[Provided passage]

People Magazine described Extravagant Gestures as "the only song in recent memory to have been penned as a theme for a novel."
Extravagant Gestures is the closing track of Dionne Warwick's album Friends, released in December 1985. But it was first recorded as a limited edition single earlier that year by lyricist Carole Bayer Sager, who co-wrote the song with then-husband Burt Bacharach. Sager composed the song as a promotional tool for her first novel, also called Extravagant Gestures.
People covered the glitzy publication party, held at the Tiffany Boutique in Beverly Hills and hosted by Sager's good friend Elizabeth Taylor. Noting the A-list celebrities in the crowd, People's writer observed: "When they leave, they take copies of Extravagant Gestures—the record, not the book." When Sager appeared on TV to promote her novel, she would often perform the song live. [Full disclosure: We may have had something to do with organizing the publicity tour for the book.]
Sager's novel is about a glamorous pop psychology author writing bestsellers about the mother-daughter relationship, who must come to terms with her own estranged mother, a larger-than-life Auntie Mame figure who has been diagnosed with a terminal illness. According to an interview in the Washington Post:
Sager said she decided to write a novel because she felt "constricted" by the 36 bars of a song's lyrics, having to make things rhyme and so forth. She started out to write a screenplay, but that was constricting too. "You make your own form in a novel," she says..."My goal was to write something from me, that turned me on, that told a story. And I didn't even know what that story was until I was well into writing it," she said. "It was a growth experience for me. As a collaborative being, a person who has spent 20 years writing lyrics for composers, this was the first time I felt I could do something alone."

[/Provided passage]
[Information]

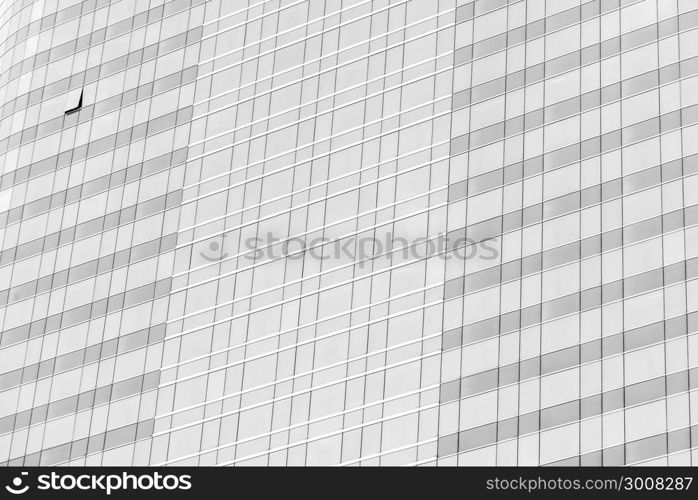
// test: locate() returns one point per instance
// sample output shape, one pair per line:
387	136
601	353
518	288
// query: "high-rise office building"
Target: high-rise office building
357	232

[/Information]
[Information]

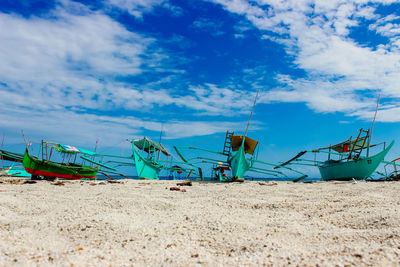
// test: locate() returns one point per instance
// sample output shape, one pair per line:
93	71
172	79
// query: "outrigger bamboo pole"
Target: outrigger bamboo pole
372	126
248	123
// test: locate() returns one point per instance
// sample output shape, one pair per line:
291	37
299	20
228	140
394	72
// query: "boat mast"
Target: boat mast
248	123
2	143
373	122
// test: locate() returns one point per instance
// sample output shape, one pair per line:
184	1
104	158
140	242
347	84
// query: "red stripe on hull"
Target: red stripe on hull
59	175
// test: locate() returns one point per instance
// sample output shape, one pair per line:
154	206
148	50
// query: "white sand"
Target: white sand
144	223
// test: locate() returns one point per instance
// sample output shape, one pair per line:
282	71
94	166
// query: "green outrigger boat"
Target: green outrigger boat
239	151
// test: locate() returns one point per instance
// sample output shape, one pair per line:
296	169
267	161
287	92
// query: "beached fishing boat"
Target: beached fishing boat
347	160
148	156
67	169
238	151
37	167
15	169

[/Information]

Work instructions
#1 Translate this sentence from the Extravagant Gestures passage into Spanish: "Sager composed the song as a promotional tool for her first novel, also called Extravagant Gestures."
#2 Using the Extravagant Gestures passage, answer yes or no to each statement and quote the words that decide it. (a) Extravagant Gestures is the opening track of the album Friends. (b) Elizabeth Taylor hosted the publication party. (c) Sager said she had spent 20 years writing lyrics for composers.
#3 Transcribe the Extravagant Gestures passage word for word, from "People Magazine described" to "called Extravagant Gestures.".

Answers provided
#1 Sager compuso la canción como herramienta promocional para su primera novela, también titulada Extravagant Gestures.

#2
(a) No: "Extravagant Gestures is the closing track of Dionne Warwick's album Friends"
(b) Yes: "hosted by Sager's good friend Elizabeth Taylor"
(c) Yes: "a person who has spent 20 years writing lyrics for composers"

#3
People Magazine described Extravagant Gestures as "the only song in recent memory to have been penned as a theme for a novel."
Extravagant Gestures is the closing track of Dionne Warwick's album Friends, released in December 1985. But it was first recorded as a limited edition single earlier that year by lyricist Carole Bayer Sager, who co-wrote the song with then-husband Burt Bacharach. Sager composed the song as a promotional tool for her first novel, also called Extravagant Gestures.